Data items

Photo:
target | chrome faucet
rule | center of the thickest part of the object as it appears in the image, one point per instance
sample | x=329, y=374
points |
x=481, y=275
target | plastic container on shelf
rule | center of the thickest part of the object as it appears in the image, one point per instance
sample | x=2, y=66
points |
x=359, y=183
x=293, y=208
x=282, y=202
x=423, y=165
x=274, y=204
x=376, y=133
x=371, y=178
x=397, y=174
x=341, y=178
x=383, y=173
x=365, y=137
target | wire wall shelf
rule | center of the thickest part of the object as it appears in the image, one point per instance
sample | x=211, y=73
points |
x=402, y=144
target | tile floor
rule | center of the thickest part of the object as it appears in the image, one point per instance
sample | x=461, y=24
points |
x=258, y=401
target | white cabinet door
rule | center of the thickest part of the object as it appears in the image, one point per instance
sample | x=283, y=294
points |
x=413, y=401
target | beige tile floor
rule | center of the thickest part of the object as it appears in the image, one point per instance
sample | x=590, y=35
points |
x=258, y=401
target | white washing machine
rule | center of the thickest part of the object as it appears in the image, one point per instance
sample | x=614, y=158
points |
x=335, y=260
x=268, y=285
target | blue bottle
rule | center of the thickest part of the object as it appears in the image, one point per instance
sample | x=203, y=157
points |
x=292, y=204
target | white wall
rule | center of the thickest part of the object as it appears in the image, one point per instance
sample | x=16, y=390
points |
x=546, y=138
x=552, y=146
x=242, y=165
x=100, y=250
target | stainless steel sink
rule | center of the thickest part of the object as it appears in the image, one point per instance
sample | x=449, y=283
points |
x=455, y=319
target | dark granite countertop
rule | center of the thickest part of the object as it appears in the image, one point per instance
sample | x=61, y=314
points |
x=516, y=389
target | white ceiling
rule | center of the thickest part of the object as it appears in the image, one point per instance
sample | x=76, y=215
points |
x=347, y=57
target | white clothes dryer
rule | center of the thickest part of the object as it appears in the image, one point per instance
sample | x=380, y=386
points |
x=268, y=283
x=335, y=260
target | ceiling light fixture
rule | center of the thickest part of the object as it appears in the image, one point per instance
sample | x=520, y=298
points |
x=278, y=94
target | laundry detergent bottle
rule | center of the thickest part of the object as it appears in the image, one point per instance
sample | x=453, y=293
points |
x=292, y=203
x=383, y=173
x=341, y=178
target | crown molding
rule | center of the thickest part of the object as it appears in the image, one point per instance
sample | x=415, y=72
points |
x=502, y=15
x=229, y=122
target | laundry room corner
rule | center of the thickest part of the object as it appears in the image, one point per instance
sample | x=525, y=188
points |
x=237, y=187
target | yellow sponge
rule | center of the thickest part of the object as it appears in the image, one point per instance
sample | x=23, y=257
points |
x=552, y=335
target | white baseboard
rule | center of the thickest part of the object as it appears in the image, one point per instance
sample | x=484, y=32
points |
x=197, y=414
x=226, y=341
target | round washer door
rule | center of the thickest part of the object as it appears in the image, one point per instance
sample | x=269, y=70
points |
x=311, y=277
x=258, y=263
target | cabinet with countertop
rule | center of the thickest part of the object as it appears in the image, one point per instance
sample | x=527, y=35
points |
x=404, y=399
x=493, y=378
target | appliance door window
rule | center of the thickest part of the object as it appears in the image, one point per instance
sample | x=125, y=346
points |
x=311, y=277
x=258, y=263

Exercise prompt ::
An exact copy of the lines above between the line holding "target | white ceiling" and the line holding "target | crown molding", inclusive, is the whole answer.

Final answer ::
target | white ceiling
rule | center of the thickest part of the object as it appears in the image, one point per instance
sample | x=76, y=215
points |
x=347, y=57
target | white clothes dryer
rule | center of the thickest part of the object as it appears in the image, one point per instance
sample | x=380, y=386
points |
x=268, y=283
x=335, y=260
target | ceiling light fixture
rule | center of the thickest part of the object as it appears in the image, one point per instance
sample | x=520, y=298
points |
x=278, y=94
target | laundry detergent bottle
rule | center of the thickest part of the object as it appears in the image, one point per instance
sample | x=453, y=293
points |
x=292, y=203
x=383, y=173
x=341, y=178
target | crown molding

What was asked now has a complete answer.